┌──

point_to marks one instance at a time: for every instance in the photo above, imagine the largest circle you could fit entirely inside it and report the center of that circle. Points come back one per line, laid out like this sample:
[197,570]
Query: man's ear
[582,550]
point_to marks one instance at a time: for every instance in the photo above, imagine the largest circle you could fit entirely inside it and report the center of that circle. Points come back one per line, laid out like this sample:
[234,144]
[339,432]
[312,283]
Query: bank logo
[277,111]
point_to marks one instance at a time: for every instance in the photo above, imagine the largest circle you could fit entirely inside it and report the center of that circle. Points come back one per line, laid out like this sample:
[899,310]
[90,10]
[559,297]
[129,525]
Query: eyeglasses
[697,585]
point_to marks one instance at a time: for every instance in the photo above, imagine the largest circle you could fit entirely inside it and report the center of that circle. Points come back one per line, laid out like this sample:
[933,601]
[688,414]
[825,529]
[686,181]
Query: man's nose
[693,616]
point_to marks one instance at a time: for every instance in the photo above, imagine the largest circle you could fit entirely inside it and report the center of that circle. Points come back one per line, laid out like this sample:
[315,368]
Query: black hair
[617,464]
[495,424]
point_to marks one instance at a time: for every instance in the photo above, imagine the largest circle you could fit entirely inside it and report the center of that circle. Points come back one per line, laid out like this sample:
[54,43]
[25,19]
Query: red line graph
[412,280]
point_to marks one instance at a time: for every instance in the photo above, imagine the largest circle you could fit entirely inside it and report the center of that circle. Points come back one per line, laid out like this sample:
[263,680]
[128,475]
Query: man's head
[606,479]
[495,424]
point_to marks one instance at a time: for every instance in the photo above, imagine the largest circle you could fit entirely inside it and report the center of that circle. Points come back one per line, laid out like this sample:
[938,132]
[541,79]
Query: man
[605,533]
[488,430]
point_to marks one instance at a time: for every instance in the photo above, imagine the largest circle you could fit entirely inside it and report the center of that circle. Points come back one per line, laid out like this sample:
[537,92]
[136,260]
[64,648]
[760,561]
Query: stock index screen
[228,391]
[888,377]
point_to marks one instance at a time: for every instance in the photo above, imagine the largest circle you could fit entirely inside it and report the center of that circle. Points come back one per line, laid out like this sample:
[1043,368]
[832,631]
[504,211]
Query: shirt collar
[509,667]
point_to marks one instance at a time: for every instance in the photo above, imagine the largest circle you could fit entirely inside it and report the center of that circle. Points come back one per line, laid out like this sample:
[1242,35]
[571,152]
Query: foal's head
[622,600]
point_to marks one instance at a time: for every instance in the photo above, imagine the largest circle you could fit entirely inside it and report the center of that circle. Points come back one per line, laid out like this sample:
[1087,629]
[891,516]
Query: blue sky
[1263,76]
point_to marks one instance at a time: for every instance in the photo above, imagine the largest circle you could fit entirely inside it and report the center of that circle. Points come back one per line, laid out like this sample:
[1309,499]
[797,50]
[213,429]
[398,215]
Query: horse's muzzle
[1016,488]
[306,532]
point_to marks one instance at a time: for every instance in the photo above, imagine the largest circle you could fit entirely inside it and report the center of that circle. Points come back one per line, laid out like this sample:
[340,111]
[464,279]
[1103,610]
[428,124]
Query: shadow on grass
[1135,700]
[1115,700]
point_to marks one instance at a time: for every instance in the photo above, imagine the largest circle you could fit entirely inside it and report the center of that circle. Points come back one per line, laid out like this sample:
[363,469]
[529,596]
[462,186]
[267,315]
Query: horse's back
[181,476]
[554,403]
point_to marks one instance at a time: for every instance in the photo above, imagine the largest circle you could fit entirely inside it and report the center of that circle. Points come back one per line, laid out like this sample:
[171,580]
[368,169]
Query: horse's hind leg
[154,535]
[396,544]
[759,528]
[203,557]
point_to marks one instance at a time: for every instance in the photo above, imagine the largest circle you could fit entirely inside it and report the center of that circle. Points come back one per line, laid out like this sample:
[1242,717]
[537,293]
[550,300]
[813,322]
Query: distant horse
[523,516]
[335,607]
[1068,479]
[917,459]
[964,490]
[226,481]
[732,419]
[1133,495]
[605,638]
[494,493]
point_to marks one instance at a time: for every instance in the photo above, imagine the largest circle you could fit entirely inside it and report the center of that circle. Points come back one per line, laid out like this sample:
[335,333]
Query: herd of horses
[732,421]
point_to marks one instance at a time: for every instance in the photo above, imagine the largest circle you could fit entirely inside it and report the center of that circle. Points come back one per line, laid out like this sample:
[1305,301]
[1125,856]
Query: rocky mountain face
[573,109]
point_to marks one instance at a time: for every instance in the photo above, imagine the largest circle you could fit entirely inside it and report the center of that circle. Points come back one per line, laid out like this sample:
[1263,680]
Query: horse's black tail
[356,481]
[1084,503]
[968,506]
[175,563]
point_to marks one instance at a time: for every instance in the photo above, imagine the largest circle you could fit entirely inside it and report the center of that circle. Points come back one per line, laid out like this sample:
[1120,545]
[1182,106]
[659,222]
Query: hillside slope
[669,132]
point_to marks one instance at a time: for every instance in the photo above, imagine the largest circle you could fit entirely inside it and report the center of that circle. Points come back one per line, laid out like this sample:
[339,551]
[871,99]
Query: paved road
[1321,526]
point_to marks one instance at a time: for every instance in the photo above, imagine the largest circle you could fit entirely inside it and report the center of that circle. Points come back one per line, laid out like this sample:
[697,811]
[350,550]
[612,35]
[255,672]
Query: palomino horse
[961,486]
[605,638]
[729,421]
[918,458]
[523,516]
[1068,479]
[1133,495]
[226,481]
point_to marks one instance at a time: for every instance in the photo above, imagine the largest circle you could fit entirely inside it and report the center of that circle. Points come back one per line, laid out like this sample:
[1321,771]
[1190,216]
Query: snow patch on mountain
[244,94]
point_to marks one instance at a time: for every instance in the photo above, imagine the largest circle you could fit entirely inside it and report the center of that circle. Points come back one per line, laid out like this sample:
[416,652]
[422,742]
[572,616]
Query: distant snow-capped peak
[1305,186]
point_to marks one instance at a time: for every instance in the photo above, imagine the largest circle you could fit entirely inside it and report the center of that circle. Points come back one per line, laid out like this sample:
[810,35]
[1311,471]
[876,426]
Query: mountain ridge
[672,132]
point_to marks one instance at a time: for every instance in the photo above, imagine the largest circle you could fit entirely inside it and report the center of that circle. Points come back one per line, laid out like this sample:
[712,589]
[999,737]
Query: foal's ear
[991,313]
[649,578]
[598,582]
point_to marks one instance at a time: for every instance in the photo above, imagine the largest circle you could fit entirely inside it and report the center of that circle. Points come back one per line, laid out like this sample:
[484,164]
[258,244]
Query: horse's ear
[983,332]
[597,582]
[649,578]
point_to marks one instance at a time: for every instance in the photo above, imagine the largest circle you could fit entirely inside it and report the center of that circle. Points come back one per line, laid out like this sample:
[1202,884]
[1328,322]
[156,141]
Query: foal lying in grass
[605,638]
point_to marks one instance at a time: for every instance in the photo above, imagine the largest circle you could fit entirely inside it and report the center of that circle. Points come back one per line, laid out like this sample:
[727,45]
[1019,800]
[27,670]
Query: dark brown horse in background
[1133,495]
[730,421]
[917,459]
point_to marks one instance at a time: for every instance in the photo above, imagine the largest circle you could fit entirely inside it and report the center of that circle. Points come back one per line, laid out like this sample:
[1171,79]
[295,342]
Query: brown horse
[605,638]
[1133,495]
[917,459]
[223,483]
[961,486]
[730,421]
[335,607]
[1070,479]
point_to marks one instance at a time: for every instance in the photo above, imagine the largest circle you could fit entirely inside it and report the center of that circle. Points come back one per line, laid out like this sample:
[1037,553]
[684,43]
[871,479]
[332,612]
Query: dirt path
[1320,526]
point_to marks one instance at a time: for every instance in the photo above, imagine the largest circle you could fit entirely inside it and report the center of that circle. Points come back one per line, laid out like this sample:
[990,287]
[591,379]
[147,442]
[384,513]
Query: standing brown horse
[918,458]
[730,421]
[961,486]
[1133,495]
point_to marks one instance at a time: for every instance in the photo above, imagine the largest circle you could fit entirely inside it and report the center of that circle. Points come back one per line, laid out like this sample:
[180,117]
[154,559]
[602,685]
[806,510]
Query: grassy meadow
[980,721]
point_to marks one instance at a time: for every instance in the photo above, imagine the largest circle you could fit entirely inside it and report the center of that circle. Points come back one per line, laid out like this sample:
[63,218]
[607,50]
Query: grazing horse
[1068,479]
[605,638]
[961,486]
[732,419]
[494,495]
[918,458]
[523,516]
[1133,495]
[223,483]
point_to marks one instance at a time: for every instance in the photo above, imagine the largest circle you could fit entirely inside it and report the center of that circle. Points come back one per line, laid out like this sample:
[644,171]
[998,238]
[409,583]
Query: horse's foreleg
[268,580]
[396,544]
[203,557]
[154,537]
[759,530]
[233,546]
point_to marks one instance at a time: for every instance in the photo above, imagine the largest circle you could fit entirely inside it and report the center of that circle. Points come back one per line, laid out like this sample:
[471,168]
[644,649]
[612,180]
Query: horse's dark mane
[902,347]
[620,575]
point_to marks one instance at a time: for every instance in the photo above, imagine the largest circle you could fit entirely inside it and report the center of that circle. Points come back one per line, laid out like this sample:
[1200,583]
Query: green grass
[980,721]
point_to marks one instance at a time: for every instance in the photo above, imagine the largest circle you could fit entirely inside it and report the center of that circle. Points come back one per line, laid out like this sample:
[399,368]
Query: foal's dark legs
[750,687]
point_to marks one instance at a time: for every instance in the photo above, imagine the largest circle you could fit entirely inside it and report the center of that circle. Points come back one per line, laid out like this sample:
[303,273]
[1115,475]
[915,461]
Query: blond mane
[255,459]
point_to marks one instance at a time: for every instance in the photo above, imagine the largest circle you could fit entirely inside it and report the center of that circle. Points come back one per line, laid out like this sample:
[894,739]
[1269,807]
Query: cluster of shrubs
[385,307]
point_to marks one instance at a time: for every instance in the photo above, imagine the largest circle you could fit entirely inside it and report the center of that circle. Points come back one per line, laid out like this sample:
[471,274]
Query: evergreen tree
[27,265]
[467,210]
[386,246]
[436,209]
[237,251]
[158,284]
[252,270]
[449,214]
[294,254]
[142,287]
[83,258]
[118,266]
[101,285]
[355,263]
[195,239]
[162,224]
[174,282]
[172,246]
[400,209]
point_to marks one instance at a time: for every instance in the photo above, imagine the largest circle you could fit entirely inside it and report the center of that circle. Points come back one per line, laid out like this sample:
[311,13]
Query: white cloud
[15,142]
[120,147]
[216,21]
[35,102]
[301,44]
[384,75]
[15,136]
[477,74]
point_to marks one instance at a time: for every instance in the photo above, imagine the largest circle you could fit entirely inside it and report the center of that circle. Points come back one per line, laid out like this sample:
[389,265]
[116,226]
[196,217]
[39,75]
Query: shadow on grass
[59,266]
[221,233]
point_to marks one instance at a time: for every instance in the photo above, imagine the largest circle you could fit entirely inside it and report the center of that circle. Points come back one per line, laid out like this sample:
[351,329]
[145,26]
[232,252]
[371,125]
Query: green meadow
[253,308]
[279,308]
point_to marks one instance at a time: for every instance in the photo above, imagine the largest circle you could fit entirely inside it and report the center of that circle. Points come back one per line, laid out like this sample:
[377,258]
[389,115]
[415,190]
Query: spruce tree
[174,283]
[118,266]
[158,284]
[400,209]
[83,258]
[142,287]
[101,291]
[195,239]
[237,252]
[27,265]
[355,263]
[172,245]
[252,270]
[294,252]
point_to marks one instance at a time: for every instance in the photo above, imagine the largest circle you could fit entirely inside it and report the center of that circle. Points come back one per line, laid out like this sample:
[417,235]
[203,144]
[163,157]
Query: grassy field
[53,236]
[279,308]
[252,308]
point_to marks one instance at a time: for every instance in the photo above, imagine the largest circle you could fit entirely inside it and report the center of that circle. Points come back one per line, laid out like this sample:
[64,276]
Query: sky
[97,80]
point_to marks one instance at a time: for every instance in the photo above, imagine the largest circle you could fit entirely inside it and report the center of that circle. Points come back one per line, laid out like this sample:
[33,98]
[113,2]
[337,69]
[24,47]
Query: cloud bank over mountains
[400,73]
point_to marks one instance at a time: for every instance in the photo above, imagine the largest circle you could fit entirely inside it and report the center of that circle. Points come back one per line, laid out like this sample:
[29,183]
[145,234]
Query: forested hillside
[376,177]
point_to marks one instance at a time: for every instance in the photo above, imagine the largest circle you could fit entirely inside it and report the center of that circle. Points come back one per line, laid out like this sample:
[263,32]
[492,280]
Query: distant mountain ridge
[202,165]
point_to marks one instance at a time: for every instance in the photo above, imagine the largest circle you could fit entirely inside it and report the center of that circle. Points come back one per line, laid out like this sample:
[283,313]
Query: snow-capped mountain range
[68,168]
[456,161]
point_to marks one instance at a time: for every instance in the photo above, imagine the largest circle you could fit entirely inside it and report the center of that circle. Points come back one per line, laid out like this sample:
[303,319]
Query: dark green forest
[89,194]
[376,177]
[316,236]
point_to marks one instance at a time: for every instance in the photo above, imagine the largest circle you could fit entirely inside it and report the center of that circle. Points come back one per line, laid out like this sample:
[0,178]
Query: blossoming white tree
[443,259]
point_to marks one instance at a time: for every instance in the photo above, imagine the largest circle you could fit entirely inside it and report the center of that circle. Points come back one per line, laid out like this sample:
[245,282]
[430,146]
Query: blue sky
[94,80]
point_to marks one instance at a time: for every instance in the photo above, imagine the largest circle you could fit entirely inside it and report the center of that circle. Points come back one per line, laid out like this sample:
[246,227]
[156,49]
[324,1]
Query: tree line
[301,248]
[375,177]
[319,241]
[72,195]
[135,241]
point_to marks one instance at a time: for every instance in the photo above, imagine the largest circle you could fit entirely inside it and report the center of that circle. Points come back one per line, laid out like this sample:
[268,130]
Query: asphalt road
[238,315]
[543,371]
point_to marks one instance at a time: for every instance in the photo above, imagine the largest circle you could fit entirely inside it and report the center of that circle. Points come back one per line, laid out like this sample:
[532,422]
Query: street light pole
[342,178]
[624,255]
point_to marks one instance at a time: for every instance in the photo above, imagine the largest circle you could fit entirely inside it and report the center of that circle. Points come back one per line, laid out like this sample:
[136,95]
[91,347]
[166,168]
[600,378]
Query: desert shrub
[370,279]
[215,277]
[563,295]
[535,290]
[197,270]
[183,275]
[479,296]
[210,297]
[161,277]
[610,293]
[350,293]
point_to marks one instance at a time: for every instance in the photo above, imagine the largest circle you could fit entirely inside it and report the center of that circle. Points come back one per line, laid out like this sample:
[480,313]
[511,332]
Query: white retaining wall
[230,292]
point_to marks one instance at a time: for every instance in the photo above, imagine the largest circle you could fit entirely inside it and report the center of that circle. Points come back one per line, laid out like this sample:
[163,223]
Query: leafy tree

└──

Which lines run from the one with "Query: desert shrub" through the end of the listing above? Restate them word for word, with nothing else.

Query: desert shrub
[370,279]
[215,277]
[563,295]
[535,290]
[197,270]
[183,275]
[479,296]
[210,297]
[161,277]
[610,293]
[350,293]
point_to marks one instance at a time: for every instance in the photo above, imagine the largest circle you could fit entirely inside it and report the center of that circle. Points come back one per line, laid out like this sample:
[480,313]
[511,332]
Query: white retaining wall
[230,292]
point_to marks one instance at a time: for every instance in the photo above, imagine the largest circle you could fit entirely inside it and report the center of that circle. Points come back one per line, laid out like this sample:
[163,223]
Query: leafy tree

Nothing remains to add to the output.